== Текст документа
Дошло до того, что единственным способом избавиться от похмелья было снова начать пить. Выпитая рано утром рюмка джина или водки, или бокал белого вина снимали головную боль. На короткое время это помогало сфокусировать взгляд и создало у посторонних, как и у самого Клафа, впечатление, что начался период ясного мышления и относительной трезвости. Это только ухудшило его состояние. Чем больше он пил, тем более зависимым от алкоголя он становился, и по мере того, как он переходил от сорока к пятидесяти годам, он становился все менее способным справляться с количеством выпитого.
Я слышал, как Клаф утверждал в свою защиту, что выпивка была смазкой для его ума. Подобно футбольному эквиваленту инспектора Морзе, который использовал несколько пинт пива для раскрытия преступлений, алкоголь был необходим, чтобы помочь ему «думать». Это также позволяло ему расслабиться после, по его словам, невероятного давления со стороны руководства и тех ожиданий, которые он сам возлагал на себя.
Клаф с самого начала завел тесную дружбу с бутылкой, и им была установлена закономерность. После травмы колена, которая преждевременно оборвала его игровую карьеру, он принимал алкоголь как анестетик, чтобы заглушить депрессию и растерянность. Тот стал постоянным утешителем. «На какое-то время я приходил в бешенство. Я много пил. Я был не очень мужественным», — признался он в середине 1960-х годов.
Сначала скотч был напитком на каждый день, его наливали в то время утром, когда офисные работники думали о второй чашке чая или первой кружке кофе. Скотч сохранял тепло в течение зимы. Он избавлял от осенней прохлады. Он был необходимым топливом, чтобы поднять уставший дух Клафа весной, когда восемь трудных месяцев сезона были позади и еще один месяц был впереди. Летом он был наградой за «выживание» в длинном футбольном сезоне.
Если я спрашивал его, как у него дела, ответом мне всегда было это единственное слово: «Выживаю». «Видишь ли, — говорил он, — это то, что мы все делаем, не так ли? Сначала мы выживаем, а потом пытаемся процветать. Я выживаю изо дня в день, из месяца в месяц, из года в год. Никто не делает больше, чем просто выживает». Ближе к концу его карьеры менеджера это слово приобрело более мрачный смысл. Он просто выживал. Действительно, выживание было всем.
Я видел, как Клаф получал удовольствие от подготовки к выпивке, от обычных ритуалов наливания и дегустации: разбивание пломбы новой бутылки виски одним движением руки, брызги золотистой жидкости, заполняющие дно тяжелого бокала, поднесение бокала к свету и наблюдение за блеском бокала и его содержимого.
====
### Что сделать
a - Каким словом, согласно отрывку о Клафе, он всегда отвечал на вопрос, как у него дела?
b - Сверьте с отрывком о Клафе три утверждения и для каждого ответьте «да» или «нет», приведя решающие слова отрывка: (i) Клаф стал пить как анестетик после травмы колена, оборвавшей его игровую карьеру; (ii) с возрастом Клаф все лучше справлялся с количеством выпитого; (iii) летом скотч был для Клафа наградой за «выживание» в длинном футбольном сезоне.
c - Напишите продолжение отрывка о Клафе и его пристрастии к выпивке, начав сразу после последнего предложения.
== Исходные строки
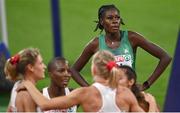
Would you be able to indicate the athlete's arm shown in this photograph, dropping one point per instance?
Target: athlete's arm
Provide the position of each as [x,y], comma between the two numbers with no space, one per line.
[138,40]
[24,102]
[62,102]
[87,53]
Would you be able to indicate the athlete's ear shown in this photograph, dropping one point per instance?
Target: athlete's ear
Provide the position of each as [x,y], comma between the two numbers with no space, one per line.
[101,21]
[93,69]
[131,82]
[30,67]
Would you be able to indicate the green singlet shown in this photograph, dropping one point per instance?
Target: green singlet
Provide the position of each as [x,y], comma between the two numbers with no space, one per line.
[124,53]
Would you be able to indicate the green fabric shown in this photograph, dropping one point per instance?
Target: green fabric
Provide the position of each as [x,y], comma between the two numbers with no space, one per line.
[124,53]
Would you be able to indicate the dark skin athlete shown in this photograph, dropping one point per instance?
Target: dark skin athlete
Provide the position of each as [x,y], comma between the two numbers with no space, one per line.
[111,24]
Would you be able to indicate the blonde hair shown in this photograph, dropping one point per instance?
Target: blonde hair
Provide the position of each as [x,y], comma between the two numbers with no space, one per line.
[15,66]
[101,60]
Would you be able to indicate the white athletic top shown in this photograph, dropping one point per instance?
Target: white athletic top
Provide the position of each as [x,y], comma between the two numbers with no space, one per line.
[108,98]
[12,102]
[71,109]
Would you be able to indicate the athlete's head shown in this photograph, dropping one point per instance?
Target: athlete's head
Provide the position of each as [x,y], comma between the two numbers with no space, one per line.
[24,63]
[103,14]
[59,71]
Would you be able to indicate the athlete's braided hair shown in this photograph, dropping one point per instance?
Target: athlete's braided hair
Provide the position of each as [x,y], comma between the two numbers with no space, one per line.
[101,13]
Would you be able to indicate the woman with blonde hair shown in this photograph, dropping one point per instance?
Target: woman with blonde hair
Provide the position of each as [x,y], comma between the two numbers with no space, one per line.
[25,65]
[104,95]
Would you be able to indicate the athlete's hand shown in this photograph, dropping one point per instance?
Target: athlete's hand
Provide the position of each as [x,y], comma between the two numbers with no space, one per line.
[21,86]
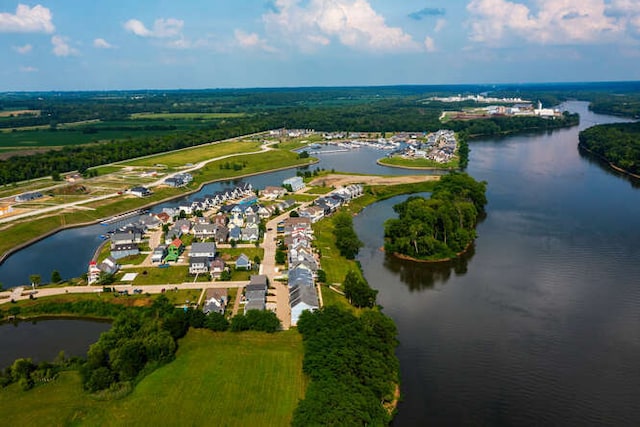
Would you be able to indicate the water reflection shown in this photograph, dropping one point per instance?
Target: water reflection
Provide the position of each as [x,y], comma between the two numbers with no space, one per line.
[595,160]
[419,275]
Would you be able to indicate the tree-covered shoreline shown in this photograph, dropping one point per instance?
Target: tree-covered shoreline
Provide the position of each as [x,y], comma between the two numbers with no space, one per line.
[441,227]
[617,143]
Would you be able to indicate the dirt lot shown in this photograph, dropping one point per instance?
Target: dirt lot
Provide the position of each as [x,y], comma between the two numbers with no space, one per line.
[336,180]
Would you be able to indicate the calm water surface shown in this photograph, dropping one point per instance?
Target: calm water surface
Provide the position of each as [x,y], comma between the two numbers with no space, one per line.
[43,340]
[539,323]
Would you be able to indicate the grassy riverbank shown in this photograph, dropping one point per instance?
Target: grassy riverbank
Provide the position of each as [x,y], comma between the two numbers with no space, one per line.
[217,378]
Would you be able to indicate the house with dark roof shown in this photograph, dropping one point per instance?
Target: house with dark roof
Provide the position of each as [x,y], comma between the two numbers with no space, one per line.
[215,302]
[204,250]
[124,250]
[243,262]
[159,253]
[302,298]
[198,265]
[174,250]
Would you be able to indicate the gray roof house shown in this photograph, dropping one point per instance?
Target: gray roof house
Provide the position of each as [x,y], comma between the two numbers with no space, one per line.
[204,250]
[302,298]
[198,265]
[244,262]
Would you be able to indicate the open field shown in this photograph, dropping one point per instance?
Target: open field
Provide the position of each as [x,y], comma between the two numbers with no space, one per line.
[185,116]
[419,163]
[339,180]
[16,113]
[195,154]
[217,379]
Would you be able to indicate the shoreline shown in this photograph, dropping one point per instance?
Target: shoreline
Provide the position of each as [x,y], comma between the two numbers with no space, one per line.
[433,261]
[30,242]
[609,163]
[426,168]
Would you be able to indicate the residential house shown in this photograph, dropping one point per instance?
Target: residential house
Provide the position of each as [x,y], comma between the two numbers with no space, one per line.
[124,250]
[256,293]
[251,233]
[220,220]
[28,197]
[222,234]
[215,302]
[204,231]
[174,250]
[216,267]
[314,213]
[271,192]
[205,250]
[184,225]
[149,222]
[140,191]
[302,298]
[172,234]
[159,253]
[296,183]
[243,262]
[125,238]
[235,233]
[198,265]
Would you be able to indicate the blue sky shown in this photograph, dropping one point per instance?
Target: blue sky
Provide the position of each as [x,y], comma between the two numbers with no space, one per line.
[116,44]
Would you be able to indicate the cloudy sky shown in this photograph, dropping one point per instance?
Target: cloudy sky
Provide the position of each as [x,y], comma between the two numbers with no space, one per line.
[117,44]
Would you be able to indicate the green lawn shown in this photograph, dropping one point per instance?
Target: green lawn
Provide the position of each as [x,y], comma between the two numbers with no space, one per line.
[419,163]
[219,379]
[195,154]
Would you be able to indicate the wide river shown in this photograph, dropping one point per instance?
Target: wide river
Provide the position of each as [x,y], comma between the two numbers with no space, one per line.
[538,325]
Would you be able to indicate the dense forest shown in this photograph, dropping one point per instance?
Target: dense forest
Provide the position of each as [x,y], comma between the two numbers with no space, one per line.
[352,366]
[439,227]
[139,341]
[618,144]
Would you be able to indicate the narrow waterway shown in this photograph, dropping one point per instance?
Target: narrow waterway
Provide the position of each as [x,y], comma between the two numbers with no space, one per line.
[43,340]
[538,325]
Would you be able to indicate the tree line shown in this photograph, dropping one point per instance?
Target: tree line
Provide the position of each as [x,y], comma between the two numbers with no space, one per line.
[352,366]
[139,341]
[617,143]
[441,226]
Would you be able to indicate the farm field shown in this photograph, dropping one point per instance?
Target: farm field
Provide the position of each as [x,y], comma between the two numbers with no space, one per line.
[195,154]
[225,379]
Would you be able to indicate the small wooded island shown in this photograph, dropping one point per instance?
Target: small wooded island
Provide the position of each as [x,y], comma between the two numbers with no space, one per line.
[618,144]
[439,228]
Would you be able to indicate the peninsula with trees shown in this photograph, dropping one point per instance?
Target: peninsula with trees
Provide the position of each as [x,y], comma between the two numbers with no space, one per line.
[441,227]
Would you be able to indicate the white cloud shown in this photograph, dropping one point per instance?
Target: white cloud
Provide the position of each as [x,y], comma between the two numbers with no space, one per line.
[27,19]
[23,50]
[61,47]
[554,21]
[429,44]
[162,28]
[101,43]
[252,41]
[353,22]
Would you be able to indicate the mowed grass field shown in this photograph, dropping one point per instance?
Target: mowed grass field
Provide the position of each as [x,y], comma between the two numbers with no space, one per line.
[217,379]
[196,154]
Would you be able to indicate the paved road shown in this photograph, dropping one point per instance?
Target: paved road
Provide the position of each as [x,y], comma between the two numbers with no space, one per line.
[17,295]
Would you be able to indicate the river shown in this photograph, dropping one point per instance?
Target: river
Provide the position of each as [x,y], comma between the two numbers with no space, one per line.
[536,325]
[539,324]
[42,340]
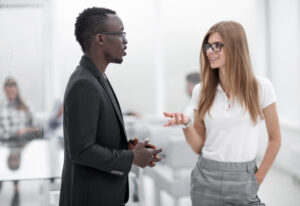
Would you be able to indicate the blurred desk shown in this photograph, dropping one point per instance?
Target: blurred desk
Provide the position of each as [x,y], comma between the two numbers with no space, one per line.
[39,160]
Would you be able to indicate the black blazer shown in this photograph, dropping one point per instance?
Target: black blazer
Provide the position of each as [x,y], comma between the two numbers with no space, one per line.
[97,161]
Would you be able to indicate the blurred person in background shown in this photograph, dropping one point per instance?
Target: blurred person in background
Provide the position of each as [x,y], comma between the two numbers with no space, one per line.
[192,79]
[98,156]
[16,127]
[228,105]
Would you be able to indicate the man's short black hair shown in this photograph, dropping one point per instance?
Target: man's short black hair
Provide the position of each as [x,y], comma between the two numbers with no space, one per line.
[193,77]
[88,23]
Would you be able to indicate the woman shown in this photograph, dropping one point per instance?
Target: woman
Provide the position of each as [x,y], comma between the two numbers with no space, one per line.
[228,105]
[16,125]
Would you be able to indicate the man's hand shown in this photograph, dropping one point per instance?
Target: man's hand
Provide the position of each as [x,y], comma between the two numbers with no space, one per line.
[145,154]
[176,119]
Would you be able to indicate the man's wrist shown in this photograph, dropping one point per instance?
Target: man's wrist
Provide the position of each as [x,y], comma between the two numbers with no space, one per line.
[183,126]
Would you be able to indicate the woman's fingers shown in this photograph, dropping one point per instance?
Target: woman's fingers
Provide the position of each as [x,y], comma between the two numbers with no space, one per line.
====
### Ответы по порядку
a - «Выживаю».

b -
(i) Да: «После травмы колена, которая преждевременно оборвала его игровую карьеру, он принимал алкоголь как анестетик».
(ii) Нет: «он становился все менее способным справляться с количеством выпитого».
(iii) Да: «Летом он был наградой за «выживание» в длинном футбольном сезоне».

c -
Клаф жаловался, когда Питер Тейлор приводил в клуб своего черного лабрадора Бесс. Собака бродила по коридорам и часто заходила в кабинет Клафа, откуда ее быстро выпроваживали обратно к хозяину. После многих лет протеста против того, что он сам никогда не купит собаку — «грязные, мерзкие твари, которые загаживают ковер» — он неожиданно приехал однажды утром на «Сити Граунд» с лабрадором-ретривером. «Меня заставили, — сказал он без особого убеждения. — Это собака моей дочери — в семье ее называют Дель Бой».
Собака везде ходила с Клафом. Он брал его с собой на тренировку, где он стоял с ним на бровке. Он лежал рядом с его столом, изредка зевая, когда он говорил. Это была самая фотографируемая собака в истории Футбольной лиги. В начале одного сезона он появился на командной фотографии. Он заботился о нем, как о внуке. Он приносил ему воду, кормил печеньем и шоколадом.
В пятницу утром, когда он выписывал фамилии состава на игру на отдельный лист, чтобы его можно было прикрепить возле раздевалки, он проделывал эту процедуру с собакой. «А, теперь, собака, — говорил он, наклоняясь к ней. — Кто будет нашим вратарем на этой неделе — Саттон или Кроссли? Один гав за Саттона, два — за Кроссли». Собака смотрела на него водянистыми черными глазами и гавкала. «Ты гений! — говорил Клаф. — Вот что я тебе скажу: я уволю тренерский штаб и сделаю тебя своим ассистентом. Если кто-то из них [игроков] выйдет за бровку, укуси их за задницу!».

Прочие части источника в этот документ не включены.